▶ **TASK**
Answer each question from the carrot butter text below.
(a) At what event did the writer first come across the orange spread?
(b) What did the orange spread turn out to be?
(c) From whom did the writer request the recipe?

▶ **QUOTED PASSAGE**
------------------------------------
Served with some choice crackers, it was just as delightful as you might imagine.

Butter: Not Just For Peanuts

At a christmas party last year I was rampaging my way through a cheese plate when I stumbled upon a strange orange spread. It wasn’t a cheese from the looks of it, but it wasn’t any kind of jam either. Just what was this mysterious orange mush?


There was only one way to find I out. I grabbed my trusty crostini and began an investigation.

It turns out that this miraculous substance was Carrot Butter. A magical substance that was rich but not too heavy, sweet but savory in the way only a caramelized vegetable can be. I ate almost all of it. I was too pleased with the carrot butter to be concerned with social disgrace.

So now, over a year later, with the Super Bowl looming, and inventive dip thereby a necessity, I decided to make my own. I reached out to the original creator, my culinary sensei Pam Saindon, for the recipe.
------------------------------------
(Stored records)
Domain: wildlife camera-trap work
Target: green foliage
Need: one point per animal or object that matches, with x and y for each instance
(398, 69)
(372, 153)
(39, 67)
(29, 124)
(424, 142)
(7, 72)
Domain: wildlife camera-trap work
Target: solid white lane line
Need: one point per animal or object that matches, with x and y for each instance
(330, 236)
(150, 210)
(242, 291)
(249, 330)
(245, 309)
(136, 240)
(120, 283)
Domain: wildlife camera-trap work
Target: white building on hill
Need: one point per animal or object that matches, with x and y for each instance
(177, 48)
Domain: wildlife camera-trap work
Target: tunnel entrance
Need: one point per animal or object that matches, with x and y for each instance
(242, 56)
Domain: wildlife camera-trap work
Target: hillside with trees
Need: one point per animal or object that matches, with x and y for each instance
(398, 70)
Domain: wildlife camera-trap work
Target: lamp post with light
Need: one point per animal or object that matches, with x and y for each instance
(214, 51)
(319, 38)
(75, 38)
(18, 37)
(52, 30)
------------------------------------
▶ **PROBLEM SOLUTION**
(a) A Christmas party last year
(b) Carrot butter
(c) Pam Saindon, the original creator